By Richard GIRAGOSIAN
Director of Regional Studies Center (RSC)
Yerevan
The region of the South Caucasus has long served as an arena for competing regional powers and, for much of the past two centuries, has been hostage to the competing interests of much larger regional powers, as neighboring Russia, Turkey and Iran have jockeyed for power and influence.
And those very same historic powers — Russia, Turkey and Iran – continue to exert influence today as the dominant actors in the region. This competition continued in the wake of the collapse of the Soviet Union, but has only intensified with the onset of new challenges and recent crises. But for much of 2011, the combination of historical legacies and current realities has constituted a rapid shift in regional security. This shift in security incorporates not only several general elements, ranging from the threat of war from Azerbaijan, conflict between the West and Iran, and the constraints from unresolved or “frozen” conflicts, but also including a recent resurgence in tension between Russia and the West.
Against the backdrop of a dynamic shift in security over 2011, the three states of the South Caucasus region continue to face a difficult course of economic and political reform, systemic transition and nation building. The region also continues to struggle in overcoming the legacy of constraints and challenges stemming from seven decades of Soviet rule. Given this regional reality, each state has pursued a different course, with Armenia backed by its sizable diaspora, yet remaining firmly rooted in the Russian orbit, and Azerbaijan leveraging both its Caspian energy resources and its historic ties to Turkey. For Georgia, the legacy of instability from a destructive civil war in the 1990s and the loss of the separatist regions of Abkhazia and South Ossetia have prompted Georgia’s strategic reorientation, based on exploiting its role as a key “transit state,” offering its territory and Black Sea ports as crucial links in the regional energy chain, providing Azerbaijan with a strategic link to both the Black Sea and to Turkey, and as a frontline Western ally.

### To be done
Write out the part of the article on South Caucasus security starting with "By Richard GIRAGOSIAN" and going on through "power and influence.". The records have no connection to the article on the South Caucasus.

### Data shown
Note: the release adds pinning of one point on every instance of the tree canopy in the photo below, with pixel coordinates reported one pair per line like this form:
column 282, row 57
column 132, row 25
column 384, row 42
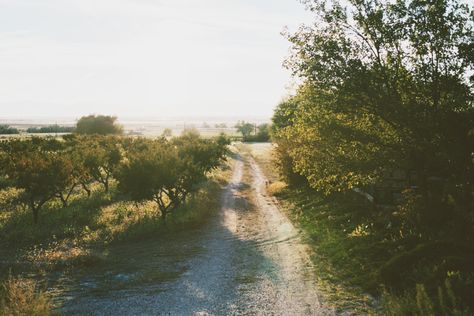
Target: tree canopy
column 98, row 124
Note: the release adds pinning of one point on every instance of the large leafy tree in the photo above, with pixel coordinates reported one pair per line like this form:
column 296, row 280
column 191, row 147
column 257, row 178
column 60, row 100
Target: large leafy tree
column 386, row 87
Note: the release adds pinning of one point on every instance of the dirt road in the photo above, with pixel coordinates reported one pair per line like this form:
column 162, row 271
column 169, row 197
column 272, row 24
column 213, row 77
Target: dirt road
column 248, row 260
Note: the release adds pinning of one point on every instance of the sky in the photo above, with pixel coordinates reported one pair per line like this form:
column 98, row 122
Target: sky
column 144, row 58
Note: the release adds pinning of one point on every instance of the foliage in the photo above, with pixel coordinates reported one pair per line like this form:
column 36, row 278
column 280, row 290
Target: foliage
column 20, row 296
column 168, row 171
column 5, row 129
column 253, row 132
column 51, row 129
column 387, row 86
column 98, row 124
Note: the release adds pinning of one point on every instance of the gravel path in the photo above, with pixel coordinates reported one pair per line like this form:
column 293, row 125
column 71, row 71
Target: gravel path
column 249, row 260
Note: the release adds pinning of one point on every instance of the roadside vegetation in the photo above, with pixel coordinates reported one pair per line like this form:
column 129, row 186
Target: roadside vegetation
column 50, row 129
column 64, row 199
column 377, row 147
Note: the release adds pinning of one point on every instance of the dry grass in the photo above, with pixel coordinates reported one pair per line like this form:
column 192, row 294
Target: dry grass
column 20, row 296
column 276, row 188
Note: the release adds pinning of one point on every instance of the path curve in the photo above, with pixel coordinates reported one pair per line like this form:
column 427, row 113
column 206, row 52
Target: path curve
column 249, row 260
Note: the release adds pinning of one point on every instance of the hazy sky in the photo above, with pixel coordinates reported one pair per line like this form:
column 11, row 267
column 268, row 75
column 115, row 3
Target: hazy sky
column 144, row 57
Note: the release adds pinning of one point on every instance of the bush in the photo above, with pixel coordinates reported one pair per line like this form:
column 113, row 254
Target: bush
column 5, row 129
column 99, row 124
column 20, row 296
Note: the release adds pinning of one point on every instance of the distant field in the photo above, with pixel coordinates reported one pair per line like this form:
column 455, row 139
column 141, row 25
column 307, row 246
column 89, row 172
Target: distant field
column 146, row 126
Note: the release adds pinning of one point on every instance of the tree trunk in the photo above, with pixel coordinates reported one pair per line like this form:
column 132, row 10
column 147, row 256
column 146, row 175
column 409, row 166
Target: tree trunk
column 35, row 214
column 88, row 191
column 63, row 200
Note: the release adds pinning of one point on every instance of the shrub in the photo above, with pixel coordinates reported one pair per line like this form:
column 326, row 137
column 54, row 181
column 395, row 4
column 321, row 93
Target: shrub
column 20, row 296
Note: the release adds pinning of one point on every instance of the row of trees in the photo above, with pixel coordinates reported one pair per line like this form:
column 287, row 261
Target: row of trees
column 165, row 171
column 387, row 85
column 50, row 129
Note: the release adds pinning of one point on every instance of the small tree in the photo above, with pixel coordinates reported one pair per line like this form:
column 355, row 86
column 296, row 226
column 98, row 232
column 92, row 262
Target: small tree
column 101, row 157
column 151, row 174
column 41, row 175
column 245, row 128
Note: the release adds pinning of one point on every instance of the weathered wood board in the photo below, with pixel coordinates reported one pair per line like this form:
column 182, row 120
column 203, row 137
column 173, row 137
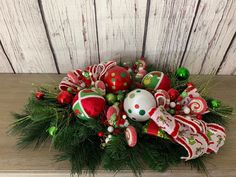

### Task answer
By Richard GIRAGOSIAN
Director of Regional Studies Center (RSC)
Yerevan
The region of the South Caucasus has long served as an arena for competing regional powers and, for much of the past two centuries, has been hostage to the competing interests of much larger regional powers, as neighboring Russia, Turkey and Iran have jockeyed for power and influence.